**** TEKS YANG DISEDIAKAN ****

Sabtu, 19 November 2016

JATISABA NAN KLASIK

JATISABA NAN KLASIK
Toto Endargo

Naskah awal dari Mas Anifuddin Azis
Kisah Klasik untuk Masa Depan (1)
   Copas: 26 April 2010 Jam 19:13

    SMP Negeri 2 Purbalingga, Jatisaba, akhir tahun 1990.
Jatisaba! Nama sebuah desa yang terasa asing dan mungkin karena letaknya yang terasa jauh sekali. Iya, Jatisaba! Kata “jati” saja sudah merujuk pada kata yang umum dihubungkan dengan hutan jati. Mungkinkah Desa Jatisaba banyak pohon jatinya? Sebuah angan-angan di benakku. Lalu ada kata “saba”, saba dalam bahasa Banyumas berarti; “pergi ke segala arah yang tak jelas untuk mencari sesuatu”. Jadi ketika menyebut nama Desa Jatisaba maka bayangan saya adalah sebuah desa yang sangat jauh dan masih banyak pohonnya seperti hutan jati.
Jatisaba, adalah nama desa dimana saya harus sekolah saat di kelas dua. Untuk diketahui bahwa SMP Negeri 2 Purbalingga punya kelas jauh, artinya kelas yang tidak menyatu dengan kelas induknya, tidak di Jalan Letkol Isdiman 194 Purbalingga, tapi letak kelasnya di Desa Jatisaba. Tradisinya yang diatur untuk diajar di kelas jauh adalah mereka yang duduk di kelas dua. Kelas satu dan kelas tiga tetap di sekolah induk.

****

PERINTAH TUGAS A:
Tentukan semua baris catatan di bawah yang memuat kata "woman", lalu salin baris-baris tersebut.

**** BAHAN LATIHAN INI ****

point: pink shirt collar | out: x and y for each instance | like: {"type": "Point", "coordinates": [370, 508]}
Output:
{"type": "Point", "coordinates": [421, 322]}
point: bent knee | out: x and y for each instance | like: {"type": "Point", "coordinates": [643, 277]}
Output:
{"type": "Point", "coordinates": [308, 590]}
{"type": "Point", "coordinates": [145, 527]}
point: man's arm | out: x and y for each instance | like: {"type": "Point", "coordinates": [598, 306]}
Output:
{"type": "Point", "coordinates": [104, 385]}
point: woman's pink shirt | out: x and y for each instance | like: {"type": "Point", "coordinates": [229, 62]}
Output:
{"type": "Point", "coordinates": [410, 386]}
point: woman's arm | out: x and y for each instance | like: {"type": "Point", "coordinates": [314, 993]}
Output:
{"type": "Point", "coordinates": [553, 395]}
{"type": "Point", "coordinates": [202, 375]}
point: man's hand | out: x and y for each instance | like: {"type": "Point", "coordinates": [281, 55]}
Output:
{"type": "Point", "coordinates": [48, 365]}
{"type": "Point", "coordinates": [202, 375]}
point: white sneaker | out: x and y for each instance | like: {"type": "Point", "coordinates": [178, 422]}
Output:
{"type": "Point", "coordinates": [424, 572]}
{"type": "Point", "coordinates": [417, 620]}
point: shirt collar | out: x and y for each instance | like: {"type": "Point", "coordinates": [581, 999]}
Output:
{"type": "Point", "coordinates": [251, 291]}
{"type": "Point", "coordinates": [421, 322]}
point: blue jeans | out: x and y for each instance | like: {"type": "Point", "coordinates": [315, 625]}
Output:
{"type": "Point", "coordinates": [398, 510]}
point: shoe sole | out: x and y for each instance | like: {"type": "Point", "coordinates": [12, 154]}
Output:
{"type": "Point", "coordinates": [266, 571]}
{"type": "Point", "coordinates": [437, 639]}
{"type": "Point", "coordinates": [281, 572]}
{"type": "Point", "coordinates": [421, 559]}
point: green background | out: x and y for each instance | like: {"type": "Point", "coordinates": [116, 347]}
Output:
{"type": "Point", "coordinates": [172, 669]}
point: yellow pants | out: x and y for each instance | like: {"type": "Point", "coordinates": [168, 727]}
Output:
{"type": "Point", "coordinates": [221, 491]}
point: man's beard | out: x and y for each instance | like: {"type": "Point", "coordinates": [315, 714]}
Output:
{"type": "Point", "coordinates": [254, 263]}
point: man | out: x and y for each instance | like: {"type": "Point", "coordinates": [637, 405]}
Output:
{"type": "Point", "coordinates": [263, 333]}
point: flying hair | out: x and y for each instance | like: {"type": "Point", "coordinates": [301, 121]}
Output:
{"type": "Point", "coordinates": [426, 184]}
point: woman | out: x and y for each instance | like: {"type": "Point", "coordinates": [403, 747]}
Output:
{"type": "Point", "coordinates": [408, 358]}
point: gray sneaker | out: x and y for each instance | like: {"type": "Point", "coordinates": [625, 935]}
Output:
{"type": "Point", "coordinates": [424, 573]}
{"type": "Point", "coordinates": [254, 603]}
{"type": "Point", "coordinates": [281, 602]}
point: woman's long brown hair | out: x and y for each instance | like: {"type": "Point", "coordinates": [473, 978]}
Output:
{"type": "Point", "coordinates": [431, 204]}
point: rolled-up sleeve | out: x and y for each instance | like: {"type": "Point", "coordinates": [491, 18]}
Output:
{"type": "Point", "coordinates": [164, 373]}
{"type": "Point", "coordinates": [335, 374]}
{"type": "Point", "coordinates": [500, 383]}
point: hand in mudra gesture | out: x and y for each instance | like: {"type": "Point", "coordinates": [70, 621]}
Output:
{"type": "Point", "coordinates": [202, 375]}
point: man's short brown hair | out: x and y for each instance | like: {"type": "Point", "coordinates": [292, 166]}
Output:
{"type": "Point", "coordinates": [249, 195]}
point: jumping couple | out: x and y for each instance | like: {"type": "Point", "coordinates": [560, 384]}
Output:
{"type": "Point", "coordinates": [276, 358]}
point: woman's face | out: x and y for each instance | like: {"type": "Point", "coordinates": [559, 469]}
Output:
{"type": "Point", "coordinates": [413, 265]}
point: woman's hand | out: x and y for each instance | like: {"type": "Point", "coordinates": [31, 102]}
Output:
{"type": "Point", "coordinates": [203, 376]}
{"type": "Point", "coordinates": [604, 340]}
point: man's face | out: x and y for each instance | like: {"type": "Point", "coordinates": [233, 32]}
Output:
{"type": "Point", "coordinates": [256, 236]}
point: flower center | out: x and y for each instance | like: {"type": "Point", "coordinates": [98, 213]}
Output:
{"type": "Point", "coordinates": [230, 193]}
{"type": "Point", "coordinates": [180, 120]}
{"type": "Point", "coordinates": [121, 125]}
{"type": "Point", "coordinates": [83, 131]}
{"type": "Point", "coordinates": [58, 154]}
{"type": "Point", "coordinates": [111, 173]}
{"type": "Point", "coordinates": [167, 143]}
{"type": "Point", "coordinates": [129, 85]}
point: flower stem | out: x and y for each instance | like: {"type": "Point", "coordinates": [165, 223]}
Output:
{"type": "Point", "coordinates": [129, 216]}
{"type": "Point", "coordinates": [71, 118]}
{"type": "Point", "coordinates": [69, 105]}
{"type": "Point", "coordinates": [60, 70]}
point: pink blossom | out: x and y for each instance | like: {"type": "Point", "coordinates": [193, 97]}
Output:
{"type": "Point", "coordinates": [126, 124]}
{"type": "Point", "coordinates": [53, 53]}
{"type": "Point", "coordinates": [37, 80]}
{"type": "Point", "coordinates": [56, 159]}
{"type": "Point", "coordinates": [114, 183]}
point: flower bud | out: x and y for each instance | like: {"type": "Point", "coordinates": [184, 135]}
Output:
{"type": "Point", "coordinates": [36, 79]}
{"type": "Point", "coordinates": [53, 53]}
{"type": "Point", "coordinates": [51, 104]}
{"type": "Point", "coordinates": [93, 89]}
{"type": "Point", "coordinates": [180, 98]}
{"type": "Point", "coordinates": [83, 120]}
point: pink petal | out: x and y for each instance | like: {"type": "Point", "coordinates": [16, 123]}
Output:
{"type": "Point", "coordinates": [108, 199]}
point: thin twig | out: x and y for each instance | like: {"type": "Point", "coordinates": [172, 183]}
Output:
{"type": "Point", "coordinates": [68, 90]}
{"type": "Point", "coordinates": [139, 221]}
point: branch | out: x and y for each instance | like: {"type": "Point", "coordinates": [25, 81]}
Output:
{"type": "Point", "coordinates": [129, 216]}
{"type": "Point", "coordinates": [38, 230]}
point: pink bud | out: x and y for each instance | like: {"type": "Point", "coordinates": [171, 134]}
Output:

****

PERINTAH TUGAS B:
Tulis ulang bagian teks tentang Jatisaba yang dimulai dengan kata-kata "Jatisaba, adalah nama" dan berakhir pada "di sekolah induk.". Ganti "kelas jauh" dengan "kelas cabang".

HASIL YANG BENAR A:
point: woman's pink shirt | out: x and y for each instance | like: {"type": "Point", "coordinates": [229, 62]}
point: woman's arm | out: x and y for each instance | like: {"type": "Point", "coordinates": [314, 993]}
point: woman | out: x and y for each instance | like: {"type": "Point", "coordinates": [403, 747]}
point: woman's long brown hair | out: x and y for each instance | like: {"type": "Point", "coordinates": [473, 978]}
point: woman's face | out: x and y for each instance | like: {"type": "Point", "coordinates": [559, 469]}
point: woman's hand | out: x and y for each instance | like: {"type": "Point", "coordinates": [31, 102]}

HASIL YANG BENAR B:
Jatisaba, adalah nama desa dimana saya harus sekolah saat di kelas dua. Untuk diketahui bahwa SMP Negeri 2 Purbalingga punya kelas cabang, artinya kelas yang tidak menyatu dengan kelas induknya, tidak di Jalan Letkol Isdiman 194 Purbalingga, tapi letak kelasnya di Desa Jatisaba. Tradisinya yang diatur untuk diajar di kelas cabang adalah mereka yang duduk di kelas dua. Kelas satu dan kelas tiga tetap di sekolah induk.